Problem details: Copy out every line of the items below, requests included, and scale each coordinate in the mask lists by 1.1, rounding to the nearest whole number with halves rounded up.

Available records:

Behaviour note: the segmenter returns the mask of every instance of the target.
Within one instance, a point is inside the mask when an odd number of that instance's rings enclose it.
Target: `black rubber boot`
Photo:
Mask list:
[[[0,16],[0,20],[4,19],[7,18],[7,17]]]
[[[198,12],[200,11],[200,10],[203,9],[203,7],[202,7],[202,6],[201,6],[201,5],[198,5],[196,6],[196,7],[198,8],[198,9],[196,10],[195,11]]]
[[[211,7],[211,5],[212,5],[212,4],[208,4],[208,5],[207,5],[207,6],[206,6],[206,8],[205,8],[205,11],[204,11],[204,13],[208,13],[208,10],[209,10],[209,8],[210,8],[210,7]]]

Written response:
Behaviour note: the segmenter returns the mask of every instance of the target.
Within one instance, a point is inside the mask when an odd number of that instance's rings enclose it.
Target: `black rubber boot`
Photo:
Mask list:
[[[0,18],[0,22],[4,21],[8,20],[8,19]]]
[[[218,13],[220,12],[220,11],[223,10],[223,8],[222,8],[222,7],[221,7],[221,6],[218,6],[216,7],[216,8],[218,9],[218,10],[216,11],[215,12]]]
[[[232,8],[232,6],[233,6],[233,4],[229,4],[229,6],[228,6],[228,7],[227,7],[227,9],[226,9],[226,12],[224,12],[224,14],[229,14],[229,11],[230,11],[230,9],[231,9],[231,8]]]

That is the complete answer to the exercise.